━━━━━ Records for the exercise ━━━━━

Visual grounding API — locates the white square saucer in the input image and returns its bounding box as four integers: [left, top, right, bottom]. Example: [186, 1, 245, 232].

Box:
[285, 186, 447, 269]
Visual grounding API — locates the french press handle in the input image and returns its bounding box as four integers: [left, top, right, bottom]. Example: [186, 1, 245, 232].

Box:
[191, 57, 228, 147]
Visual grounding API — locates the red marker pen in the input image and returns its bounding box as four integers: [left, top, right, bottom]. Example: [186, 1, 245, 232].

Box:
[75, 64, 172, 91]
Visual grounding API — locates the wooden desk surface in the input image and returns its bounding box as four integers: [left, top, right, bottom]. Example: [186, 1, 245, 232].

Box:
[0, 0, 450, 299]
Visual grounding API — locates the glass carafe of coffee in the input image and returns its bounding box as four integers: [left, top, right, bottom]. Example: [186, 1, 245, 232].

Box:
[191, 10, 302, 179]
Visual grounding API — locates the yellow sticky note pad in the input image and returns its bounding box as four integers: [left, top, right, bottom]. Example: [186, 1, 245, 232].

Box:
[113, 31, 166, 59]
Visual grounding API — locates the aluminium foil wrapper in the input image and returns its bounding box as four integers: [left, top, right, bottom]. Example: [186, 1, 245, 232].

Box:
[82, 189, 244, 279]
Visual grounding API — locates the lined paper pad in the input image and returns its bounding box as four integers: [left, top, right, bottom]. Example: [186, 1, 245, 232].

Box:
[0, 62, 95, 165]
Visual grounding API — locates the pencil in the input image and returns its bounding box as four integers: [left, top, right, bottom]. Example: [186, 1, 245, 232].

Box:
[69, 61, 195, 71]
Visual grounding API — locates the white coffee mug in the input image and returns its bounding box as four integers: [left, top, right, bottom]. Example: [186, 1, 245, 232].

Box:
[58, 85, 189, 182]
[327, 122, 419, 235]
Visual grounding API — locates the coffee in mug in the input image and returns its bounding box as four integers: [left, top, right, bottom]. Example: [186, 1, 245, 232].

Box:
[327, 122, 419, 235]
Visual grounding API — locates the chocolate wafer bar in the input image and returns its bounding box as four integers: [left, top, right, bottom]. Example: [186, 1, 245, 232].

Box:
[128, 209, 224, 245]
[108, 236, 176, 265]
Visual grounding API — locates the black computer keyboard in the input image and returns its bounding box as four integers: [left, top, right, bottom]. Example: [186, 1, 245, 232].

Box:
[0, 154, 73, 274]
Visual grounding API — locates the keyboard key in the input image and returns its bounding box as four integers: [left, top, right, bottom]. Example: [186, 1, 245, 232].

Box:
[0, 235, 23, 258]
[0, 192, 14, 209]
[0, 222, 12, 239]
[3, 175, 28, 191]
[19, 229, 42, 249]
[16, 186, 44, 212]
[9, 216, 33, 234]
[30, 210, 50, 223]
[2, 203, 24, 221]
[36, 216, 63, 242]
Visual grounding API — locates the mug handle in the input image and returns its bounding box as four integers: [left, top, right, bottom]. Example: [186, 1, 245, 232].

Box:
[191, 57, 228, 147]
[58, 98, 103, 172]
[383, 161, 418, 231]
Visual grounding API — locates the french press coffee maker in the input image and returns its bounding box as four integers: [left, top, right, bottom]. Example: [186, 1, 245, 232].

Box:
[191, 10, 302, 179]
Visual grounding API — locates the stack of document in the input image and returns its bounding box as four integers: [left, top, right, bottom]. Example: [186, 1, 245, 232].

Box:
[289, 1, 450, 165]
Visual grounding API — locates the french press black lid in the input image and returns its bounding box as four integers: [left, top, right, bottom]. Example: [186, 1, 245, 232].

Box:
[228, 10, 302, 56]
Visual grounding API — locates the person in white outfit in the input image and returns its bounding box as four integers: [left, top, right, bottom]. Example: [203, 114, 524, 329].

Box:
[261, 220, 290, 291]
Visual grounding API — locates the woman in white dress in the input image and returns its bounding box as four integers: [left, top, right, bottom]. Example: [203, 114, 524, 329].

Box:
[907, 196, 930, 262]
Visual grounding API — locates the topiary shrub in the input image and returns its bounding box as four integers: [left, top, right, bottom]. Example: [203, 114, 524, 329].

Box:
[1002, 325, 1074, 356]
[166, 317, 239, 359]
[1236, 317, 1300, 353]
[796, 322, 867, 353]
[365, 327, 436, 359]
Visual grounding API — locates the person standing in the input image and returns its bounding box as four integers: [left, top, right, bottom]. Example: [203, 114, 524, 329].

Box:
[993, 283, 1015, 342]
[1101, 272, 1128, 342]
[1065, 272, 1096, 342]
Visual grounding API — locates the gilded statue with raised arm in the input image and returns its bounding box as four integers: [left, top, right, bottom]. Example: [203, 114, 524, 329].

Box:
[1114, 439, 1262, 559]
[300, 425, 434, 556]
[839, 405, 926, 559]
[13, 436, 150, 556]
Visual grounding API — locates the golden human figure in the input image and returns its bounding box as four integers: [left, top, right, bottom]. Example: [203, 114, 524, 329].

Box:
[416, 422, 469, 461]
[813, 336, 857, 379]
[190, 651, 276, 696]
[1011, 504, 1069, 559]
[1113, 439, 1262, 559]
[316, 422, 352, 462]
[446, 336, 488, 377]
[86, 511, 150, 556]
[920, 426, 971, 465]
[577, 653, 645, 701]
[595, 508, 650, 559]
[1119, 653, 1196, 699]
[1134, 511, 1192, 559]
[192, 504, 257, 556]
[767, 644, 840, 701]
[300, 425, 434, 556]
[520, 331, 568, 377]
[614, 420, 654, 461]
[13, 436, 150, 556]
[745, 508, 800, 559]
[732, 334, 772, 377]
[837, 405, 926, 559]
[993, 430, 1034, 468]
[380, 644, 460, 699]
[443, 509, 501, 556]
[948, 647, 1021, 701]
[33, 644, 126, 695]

━━━━━

## Direction
Please rewrite the lines between the one containing "Visual grounding API — locates the coffee" and the one containing "[0, 154, 73, 274]", inclusive, substituting "caramel" for "chocolate" and keeping everything else unchanged.

## Answer for the task
Visual grounding API — locates the coffee in mug in the input image and returns its bounding box as four integers: [left, top, right, bottom]. Example: [186, 1, 245, 232].

Box:
[327, 122, 419, 235]
Visual grounding API — locates the caramel wafer bar in the input image and returns its bounding box as four integers: [left, top, right, bottom]. Example: [186, 1, 245, 232].

Box:
[128, 209, 224, 245]
[108, 236, 176, 265]
Visual grounding API — locates the black computer keyboard in the input image and returns its bounding box as four integers: [left, top, right, bottom]. Example: [186, 1, 245, 232].

Box:
[0, 154, 73, 274]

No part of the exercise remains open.